- **The problem**
All of the data must be returned exactly as given.

******************************

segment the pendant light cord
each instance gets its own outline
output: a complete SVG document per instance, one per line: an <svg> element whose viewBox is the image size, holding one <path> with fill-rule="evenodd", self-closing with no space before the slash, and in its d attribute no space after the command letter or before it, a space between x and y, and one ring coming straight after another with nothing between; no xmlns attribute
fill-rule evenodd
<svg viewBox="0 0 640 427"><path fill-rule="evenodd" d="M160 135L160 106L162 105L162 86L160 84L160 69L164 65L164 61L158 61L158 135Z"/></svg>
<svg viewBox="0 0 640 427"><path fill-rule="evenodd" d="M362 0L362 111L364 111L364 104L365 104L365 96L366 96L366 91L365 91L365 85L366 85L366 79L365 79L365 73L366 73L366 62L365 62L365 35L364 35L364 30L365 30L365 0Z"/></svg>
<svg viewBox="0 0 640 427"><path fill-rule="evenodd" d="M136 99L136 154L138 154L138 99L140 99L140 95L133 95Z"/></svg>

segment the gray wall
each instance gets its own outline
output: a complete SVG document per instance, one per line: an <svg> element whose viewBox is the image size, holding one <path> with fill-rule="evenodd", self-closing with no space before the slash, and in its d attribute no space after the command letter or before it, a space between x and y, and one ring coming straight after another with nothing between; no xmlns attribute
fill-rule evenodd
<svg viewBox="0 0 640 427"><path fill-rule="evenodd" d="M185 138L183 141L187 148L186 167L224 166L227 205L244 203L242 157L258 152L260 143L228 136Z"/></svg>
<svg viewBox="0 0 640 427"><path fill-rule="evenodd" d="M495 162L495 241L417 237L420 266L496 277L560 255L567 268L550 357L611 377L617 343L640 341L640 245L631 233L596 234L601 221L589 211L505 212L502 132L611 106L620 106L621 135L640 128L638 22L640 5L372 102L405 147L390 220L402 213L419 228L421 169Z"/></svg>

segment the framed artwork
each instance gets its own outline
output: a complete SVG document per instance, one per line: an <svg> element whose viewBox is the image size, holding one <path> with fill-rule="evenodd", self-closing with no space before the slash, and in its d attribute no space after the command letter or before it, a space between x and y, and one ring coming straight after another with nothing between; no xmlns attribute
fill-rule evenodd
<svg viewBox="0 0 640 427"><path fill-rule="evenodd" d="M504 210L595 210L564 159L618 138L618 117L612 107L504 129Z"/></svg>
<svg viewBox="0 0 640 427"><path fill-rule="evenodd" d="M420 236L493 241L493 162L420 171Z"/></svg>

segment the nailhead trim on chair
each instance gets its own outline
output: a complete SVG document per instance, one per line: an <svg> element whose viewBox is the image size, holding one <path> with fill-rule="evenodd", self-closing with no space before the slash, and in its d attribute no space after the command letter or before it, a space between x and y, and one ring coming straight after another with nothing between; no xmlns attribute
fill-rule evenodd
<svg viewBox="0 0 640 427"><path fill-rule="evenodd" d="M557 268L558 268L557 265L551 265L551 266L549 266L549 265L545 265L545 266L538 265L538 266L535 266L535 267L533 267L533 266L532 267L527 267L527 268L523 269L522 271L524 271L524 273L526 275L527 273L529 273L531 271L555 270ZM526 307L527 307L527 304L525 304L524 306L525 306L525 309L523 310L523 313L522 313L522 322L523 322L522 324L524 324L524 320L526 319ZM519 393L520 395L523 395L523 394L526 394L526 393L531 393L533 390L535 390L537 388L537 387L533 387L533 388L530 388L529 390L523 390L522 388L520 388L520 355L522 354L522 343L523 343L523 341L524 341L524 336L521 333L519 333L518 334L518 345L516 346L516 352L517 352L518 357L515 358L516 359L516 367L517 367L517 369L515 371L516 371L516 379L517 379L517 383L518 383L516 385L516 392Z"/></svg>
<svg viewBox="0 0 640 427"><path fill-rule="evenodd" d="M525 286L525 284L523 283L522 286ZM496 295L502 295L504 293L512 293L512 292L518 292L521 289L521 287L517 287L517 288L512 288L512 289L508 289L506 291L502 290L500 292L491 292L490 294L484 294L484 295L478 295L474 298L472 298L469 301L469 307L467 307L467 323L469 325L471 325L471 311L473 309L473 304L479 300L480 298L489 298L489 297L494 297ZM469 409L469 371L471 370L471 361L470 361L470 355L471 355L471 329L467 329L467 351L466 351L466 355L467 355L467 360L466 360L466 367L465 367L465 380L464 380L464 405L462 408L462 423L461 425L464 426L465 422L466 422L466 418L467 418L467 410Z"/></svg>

******************************

- **Output for this task**
segment the pendant light cord
each instance gets its own outline
output: a complete SVG document per instance, one per line: an <svg> element whose viewBox is the image size, holding one <path> with fill-rule="evenodd", self-closing with no space before the slash, and in its d attribute no space after the command letter or before it, a space between x and y, and one ring coming straight after another with nothing between; no xmlns attribute
fill-rule evenodd
<svg viewBox="0 0 640 427"><path fill-rule="evenodd" d="M160 135L160 106L162 105L162 86L160 84L160 69L164 65L164 61L158 61L158 135Z"/></svg>
<svg viewBox="0 0 640 427"><path fill-rule="evenodd" d="M362 0L362 111L364 111L364 104L365 104L365 96L366 96L366 91L365 91L365 85L366 85L366 79L365 79L365 73L366 73L366 62L365 62L365 35L364 35L364 30L365 30L365 0Z"/></svg>
<svg viewBox="0 0 640 427"><path fill-rule="evenodd" d="M136 99L136 154L138 154L138 99L140 99L140 95L133 95Z"/></svg>

segment the gray wall
each instance gets its own outline
output: a complete SVG document per instance, one per line: an <svg> element whose viewBox is the image size, holding one <path> with fill-rule="evenodd", self-closing with no space before the slash, and in its d attribute no space after the command letter or before it, a space between x and y, and one ring coming straight after another with nothing between; no xmlns attribute
fill-rule evenodd
<svg viewBox="0 0 640 427"><path fill-rule="evenodd" d="M185 138L183 141L187 148L186 167L224 166L227 205L244 203L242 157L258 152L260 143L228 136Z"/></svg>
<svg viewBox="0 0 640 427"><path fill-rule="evenodd" d="M495 162L495 241L417 237L420 266L496 277L560 255L567 268L550 357L611 377L617 343L640 341L640 245L631 233L596 234L601 221L589 211L505 212L502 132L611 106L620 106L621 135L640 128L638 22L640 5L372 102L405 147L390 220L402 213L419 228L421 169Z"/></svg>

segment the framed artwork
each instance gets its own outline
output: a complete SVG document per instance, one per line: an <svg> element whose viewBox is the image size, holding one <path> with fill-rule="evenodd", self-closing with no space before the slash, and in its d attribute no space after the command letter or before it, a space between x and y, and one ring coming straight after another with nothing between; no xmlns attribute
fill-rule evenodd
<svg viewBox="0 0 640 427"><path fill-rule="evenodd" d="M504 210L595 210L564 159L618 138L618 117L612 107L504 129Z"/></svg>
<svg viewBox="0 0 640 427"><path fill-rule="evenodd" d="M420 236L493 241L493 162L420 171Z"/></svg>

segment the nailhead trim on chair
each instance gets its own outline
output: a complete SVG document per instance, one per line: an <svg> element whose viewBox is the image size, holding one <path> with fill-rule="evenodd", self-closing with no space before the slash, and in its d attribute no space after the command letter or before it, a space between x and y, and one ring coming straight after another with nothing between; no xmlns attribute
fill-rule evenodd
<svg viewBox="0 0 640 427"><path fill-rule="evenodd" d="M557 268L558 268L557 265L551 265L551 266L549 266L549 265L545 265L545 266L538 265L538 266L535 266L535 267L533 267L533 266L532 267L527 267L527 268L523 269L522 271L524 271L524 273L526 275L527 273L529 273L531 271L555 270ZM526 307L527 307L527 304L525 304L524 306L525 306L525 309L523 310L523 313L522 313L522 322L523 322L522 324L524 324L524 320L526 319ZM519 393L520 395L523 395L523 394L526 394L526 393L531 393L533 390L535 390L537 388L537 387L533 387L533 388L530 388L529 390L523 390L522 388L520 388L520 355L522 354L522 343L523 343L523 341L524 341L524 336L521 333L519 333L518 334L518 345L516 346L516 352L517 352L518 357L515 358L516 359L516 367L517 367L517 369L515 371L516 371L516 379L517 379L517 383L518 383L516 385L516 392Z"/></svg>
<svg viewBox="0 0 640 427"><path fill-rule="evenodd" d="M525 286L525 284L523 283L522 286ZM496 295L502 295L504 293L512 293L512 292L518 292L521 289L521 287L517 287L517 288L512 288L512 289L508 289L506 291L502 290L500 292L491 292L490 294L484 294L484 295L478 295L474 298L472 298L469 301L469 307L467 307L467 323L469 325L471 325L471 311L473 309L473 304L479 300L480 298L489 298L489 297L494 297ZM469 409L469 371L471 370L471 361L470 361L470 355L471 355L471 329L467 329L467 351L466 351L466 355L467 355L467 360L466 360L466 367L465 367L465 380L464 380L464 405L462 408L462 423L461 425L464 426L465 422L466 422L466 418L467 418L467 410Z"/></svg>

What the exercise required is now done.